Eleições 2022 e o desafio ontológico da esquerda

Laurenio Sombra

Professor Adjunto de Filosofia pela Universidade Estadual de Feira de Santana (UEFS)
Doutor em Filosofia pela Universidade Federal da Bahia (UFBA)

25/10/2022 • Coluna ANPOF

O quadro eleitoral brasileiro evoca, como de resto quase toda campanha política em democracias liberais, a díade direita-esquerda, com seus matizes: extrema-direita, , centro-direita, centro-esquerda, extrema-direita. Diante do avanço da extrema-direita no Brasil, por outro lado, avançou também o discurso de que já não se trata de uma disputa entre esquerda e direita, mas entre democracia e barbárie. No entanto, o resultado do primeiro turno das eleições presidenciais sinalizou que parte significativa da população não se sensibilizou para esse discurso. Alguns cientistas políticos mostraram que a distribuição Lula-Bolsonaro foi relativamente equivalente (inclusive em regiões e classes sociais) à distribuição das antigas disputas PT-PSDB. Ou seja: a centro-direita migrou para a extrema-direita com maior ou menor convicção, com maior ou menos sentimento de vergonha. Demonstrou ser ainda forte o “antipetismo”, ou um sentimento mais genérico antiesquerda, mesmo que os adjetivos justificadores possam ter variado (corrupta, abortista, comunista, entre outros). A velha díade direita-esquerda parece ainda sustentar a sua força.

Mas o que ela significa, de fato? Como lidar com ela? Quando não se nega totalmente o significado desses conceitos, é comum a tentativa de definição a partir de atributos que a diferenciem. Se pegarmos algo como o perfil ideológico investigado pelo Datafolha, por exemplo, ele tenta mapear os indivíduos em valores políticos, culturais e econômicos, que vão sendo distribuídos numa faixa que vai de “esquerda”, “centro-esquerda”, “centro”, “centro-direita” e “direita”.  Em alguns casos, com escolhas curiosas: normalmente a defesa do papel do Estado é vinculada à esquerda, embora Marx propugnasse um horizonte sem Estado e o anarquismo (também de esquerda radical), a sua derrubada imediata; do outro lado, o fascismo (radicalmente de direita) praticamente propunha plena integração entre sociedade e Estado. Para além disso, propostas como essas sinalizam esquerda-direita como uma grande paleta de cores, na qual estamos inseridos de modo diferente a depender de nossos valores. Esta imagem, parafraseando Wittgenstein, nos mantém prisioneiros, e pode nos enganar sobre o que está em jogo.

----------------------------------------

**Objetivo 1:** Pode redigitar fielmente o trecho do artigo que abre com as palavras contendo "Laurenio Sombra" e fecha com "da Bahia (UFBA)"?

----------------------------------------

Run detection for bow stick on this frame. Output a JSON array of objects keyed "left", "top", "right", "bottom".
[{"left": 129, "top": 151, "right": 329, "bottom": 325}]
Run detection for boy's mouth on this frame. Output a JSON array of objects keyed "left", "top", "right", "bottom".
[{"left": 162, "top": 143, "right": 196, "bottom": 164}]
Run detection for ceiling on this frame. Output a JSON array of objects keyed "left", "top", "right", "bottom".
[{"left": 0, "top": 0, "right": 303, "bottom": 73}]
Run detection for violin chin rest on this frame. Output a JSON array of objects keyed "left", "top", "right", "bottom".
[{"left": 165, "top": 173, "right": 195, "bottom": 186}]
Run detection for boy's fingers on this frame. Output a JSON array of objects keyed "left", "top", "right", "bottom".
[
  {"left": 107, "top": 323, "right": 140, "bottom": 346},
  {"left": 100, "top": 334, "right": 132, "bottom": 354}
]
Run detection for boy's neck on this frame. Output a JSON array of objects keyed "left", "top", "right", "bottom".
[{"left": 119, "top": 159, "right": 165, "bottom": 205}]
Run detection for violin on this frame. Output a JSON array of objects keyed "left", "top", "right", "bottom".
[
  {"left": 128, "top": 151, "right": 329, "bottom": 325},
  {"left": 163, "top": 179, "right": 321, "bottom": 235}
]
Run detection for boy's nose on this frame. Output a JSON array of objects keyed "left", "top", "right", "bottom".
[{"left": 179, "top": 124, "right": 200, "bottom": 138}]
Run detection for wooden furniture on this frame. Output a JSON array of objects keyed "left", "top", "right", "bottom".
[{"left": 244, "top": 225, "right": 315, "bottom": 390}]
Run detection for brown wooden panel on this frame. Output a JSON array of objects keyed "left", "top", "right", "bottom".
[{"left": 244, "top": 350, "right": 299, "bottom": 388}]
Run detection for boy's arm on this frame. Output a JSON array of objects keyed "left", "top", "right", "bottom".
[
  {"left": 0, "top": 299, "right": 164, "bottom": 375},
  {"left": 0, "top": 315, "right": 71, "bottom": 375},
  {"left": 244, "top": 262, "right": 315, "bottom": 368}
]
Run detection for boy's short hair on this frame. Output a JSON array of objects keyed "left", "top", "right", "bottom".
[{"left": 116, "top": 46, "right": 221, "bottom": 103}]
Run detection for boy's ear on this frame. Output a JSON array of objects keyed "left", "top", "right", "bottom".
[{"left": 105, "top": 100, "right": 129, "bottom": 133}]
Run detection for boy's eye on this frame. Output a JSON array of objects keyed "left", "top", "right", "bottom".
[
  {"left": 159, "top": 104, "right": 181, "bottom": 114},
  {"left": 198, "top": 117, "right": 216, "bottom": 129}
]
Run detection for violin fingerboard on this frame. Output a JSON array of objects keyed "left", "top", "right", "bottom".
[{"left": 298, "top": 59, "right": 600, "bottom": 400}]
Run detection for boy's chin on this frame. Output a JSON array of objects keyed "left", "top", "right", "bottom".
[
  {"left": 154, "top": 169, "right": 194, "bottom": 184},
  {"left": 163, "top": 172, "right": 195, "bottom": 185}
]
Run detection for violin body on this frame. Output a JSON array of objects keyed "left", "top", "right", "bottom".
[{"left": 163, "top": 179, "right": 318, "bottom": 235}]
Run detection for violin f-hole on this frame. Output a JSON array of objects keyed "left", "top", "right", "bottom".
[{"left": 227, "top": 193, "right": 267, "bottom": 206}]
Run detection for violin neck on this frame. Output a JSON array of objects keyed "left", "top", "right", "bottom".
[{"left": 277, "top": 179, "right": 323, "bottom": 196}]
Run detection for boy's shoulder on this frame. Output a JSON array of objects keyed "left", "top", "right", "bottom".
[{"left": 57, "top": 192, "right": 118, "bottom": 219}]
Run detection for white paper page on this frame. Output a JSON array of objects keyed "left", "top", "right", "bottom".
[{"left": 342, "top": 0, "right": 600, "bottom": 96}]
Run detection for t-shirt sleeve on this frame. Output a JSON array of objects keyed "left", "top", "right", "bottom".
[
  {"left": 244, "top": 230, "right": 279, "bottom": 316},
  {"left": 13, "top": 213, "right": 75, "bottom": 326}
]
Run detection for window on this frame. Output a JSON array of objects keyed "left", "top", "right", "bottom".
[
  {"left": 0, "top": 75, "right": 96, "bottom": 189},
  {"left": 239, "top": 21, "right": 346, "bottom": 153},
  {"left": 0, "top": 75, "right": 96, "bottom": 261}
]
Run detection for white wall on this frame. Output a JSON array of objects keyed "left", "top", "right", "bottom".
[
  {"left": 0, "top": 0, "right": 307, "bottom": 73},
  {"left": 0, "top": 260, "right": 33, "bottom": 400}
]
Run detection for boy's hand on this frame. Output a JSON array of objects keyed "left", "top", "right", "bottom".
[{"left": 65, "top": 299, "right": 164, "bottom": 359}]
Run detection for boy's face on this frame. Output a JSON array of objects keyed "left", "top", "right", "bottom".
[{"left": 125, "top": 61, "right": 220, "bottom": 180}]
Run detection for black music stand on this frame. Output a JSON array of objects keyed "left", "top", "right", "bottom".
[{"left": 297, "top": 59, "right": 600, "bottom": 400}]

----------------------------------------

**Objetivo 2:** Quais linhas dos registros trazem a palavra "chin"? Reúna todas elas, copiando cada uma por inteiro, e leve em conta a distinção entre maiúsculas e minúsculas.

**Resposta escrita 1:**
Laurenio Sombra

Professor Adjunto de Filosofia pela Universidade Estadual de Feira de Santana (UEFS)
Doutor em Filosofia pela Universidade Federal da Bahia (UFBA)

**Resposta escrita 2:**
Run detection for violin chin rest on this frame. Output a JSON array of objects keyed "left", "top", "right", "bottom".
Run detection for boy's chin on this frame. Output a JSON array of objects keyed "left", "top", "right", "bottom".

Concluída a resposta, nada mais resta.